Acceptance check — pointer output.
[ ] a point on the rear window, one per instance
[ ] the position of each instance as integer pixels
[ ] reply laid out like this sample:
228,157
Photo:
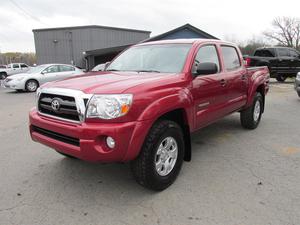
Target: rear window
263,53
283,52
231,58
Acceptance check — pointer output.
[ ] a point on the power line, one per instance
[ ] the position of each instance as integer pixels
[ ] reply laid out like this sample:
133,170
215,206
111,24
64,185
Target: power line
27,13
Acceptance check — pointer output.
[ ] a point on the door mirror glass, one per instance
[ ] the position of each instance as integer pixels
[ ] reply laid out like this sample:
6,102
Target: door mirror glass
206,68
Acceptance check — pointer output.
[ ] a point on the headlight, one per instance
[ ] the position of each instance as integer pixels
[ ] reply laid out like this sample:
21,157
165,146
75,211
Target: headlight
109,106
20,78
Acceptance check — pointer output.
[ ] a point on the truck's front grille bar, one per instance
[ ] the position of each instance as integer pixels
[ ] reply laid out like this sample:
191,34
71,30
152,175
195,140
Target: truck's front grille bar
67,106
57,136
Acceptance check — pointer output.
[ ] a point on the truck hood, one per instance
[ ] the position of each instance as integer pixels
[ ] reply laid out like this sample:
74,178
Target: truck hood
108,82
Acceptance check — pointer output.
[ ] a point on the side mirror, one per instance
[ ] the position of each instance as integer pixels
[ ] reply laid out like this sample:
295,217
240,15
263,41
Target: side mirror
206,69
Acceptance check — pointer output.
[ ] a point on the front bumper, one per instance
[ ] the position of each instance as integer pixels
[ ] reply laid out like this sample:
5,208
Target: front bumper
14,84
91,137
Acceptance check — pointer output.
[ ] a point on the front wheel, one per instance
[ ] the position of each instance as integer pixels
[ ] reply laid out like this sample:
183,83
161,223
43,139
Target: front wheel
161,156
31,85
251,116
280,78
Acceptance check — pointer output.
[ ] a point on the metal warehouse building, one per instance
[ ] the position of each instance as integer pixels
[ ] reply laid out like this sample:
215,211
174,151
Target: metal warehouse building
87,46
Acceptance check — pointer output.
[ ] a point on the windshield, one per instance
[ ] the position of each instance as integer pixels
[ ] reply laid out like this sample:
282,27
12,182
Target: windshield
164,58
37,69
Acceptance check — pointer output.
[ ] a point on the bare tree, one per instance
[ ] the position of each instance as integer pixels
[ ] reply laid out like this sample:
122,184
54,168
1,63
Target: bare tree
286,32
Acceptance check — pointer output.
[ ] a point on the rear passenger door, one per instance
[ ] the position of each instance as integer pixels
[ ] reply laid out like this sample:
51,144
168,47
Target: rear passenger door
235,77
209,91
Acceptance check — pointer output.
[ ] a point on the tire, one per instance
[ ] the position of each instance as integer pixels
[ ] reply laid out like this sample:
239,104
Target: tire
3,76
251,116
66,155
148,168
31,85
280,78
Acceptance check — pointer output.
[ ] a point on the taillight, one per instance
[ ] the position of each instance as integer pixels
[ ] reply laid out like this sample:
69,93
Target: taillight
248,61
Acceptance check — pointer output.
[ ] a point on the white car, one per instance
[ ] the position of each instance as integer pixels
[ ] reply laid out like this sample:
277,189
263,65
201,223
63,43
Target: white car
13,68
39,75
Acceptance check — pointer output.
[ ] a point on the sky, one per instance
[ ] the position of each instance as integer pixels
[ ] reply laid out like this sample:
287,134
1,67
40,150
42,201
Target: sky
228,20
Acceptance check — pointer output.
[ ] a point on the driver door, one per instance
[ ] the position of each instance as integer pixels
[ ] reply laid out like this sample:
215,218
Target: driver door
209,91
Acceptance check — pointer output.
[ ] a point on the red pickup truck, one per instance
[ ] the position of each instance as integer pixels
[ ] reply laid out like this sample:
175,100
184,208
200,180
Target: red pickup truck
143,108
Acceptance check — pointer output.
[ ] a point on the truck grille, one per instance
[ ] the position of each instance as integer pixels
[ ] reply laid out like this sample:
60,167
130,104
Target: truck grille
59,106
57,136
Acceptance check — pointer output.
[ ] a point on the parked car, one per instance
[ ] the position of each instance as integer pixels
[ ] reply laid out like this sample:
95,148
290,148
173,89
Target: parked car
143,108
39,75
297,84
13,68
282,62
99,67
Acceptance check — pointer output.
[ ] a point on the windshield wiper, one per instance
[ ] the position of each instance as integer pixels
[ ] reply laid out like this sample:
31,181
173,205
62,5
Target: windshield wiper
112,70
148,71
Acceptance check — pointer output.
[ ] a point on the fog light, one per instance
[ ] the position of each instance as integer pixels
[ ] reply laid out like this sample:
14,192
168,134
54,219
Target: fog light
110,142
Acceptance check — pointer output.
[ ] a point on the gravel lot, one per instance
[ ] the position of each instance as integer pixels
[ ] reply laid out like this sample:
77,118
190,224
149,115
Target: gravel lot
236,176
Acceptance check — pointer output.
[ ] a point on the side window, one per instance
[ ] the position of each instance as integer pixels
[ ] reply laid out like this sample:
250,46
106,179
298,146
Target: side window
64,68
51,69
264,53
294,54
283,52
231,58
206,53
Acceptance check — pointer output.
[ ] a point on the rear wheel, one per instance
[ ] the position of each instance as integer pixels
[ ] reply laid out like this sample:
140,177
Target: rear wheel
161,156
3,75
251,116
280,78
31,85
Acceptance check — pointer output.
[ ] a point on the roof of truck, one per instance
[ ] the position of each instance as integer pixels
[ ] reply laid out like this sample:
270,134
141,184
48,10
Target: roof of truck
185,41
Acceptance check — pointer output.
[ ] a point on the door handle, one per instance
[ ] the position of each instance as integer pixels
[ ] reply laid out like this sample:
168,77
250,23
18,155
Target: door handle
223,82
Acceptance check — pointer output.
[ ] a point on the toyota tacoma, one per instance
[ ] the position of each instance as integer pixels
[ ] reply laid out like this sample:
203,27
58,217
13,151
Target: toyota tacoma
144,106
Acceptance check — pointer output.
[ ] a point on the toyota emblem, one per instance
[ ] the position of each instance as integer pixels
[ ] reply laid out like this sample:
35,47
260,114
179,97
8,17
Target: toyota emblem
55,105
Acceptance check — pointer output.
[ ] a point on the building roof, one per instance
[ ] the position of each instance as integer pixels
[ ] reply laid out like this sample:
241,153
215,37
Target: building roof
186,26
104,51
89,27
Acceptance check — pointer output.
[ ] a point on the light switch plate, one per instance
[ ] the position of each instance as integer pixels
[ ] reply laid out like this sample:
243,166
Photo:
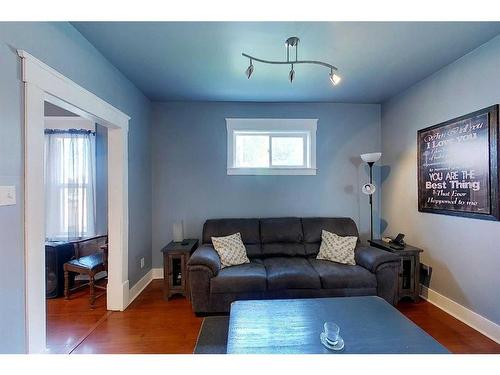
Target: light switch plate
7,195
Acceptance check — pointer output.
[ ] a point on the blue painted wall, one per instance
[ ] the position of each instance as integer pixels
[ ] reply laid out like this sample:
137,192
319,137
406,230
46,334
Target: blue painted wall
190,182
464,253
62,47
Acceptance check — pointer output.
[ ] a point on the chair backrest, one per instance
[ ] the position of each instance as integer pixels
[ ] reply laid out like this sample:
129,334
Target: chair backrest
89,246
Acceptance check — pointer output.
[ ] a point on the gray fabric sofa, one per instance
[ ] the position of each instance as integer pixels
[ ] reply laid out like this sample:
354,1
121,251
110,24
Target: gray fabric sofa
283,264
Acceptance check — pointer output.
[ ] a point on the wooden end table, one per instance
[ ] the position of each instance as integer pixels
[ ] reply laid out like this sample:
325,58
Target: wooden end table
175,275
409,272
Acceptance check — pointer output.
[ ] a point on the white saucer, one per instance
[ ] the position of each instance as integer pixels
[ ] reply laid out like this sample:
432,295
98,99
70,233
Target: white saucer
324,341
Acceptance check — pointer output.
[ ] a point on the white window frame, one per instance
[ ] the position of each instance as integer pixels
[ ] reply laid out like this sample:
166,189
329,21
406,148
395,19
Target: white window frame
305,128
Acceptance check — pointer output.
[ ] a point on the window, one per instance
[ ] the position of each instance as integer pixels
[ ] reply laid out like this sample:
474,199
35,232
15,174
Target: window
271,146
69,184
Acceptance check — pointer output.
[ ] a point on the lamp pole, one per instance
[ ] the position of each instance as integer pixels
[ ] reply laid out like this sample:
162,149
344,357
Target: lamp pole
370,163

==*==

From the entries above, copy out every line that contains the string "roof", treating uppercase and lowercase as different.

▶ Task output:
[ ] a point on the roof of truck, one per instance
Target: roof of truck
[ ] a point on the building roof, one per instance
Target: building roof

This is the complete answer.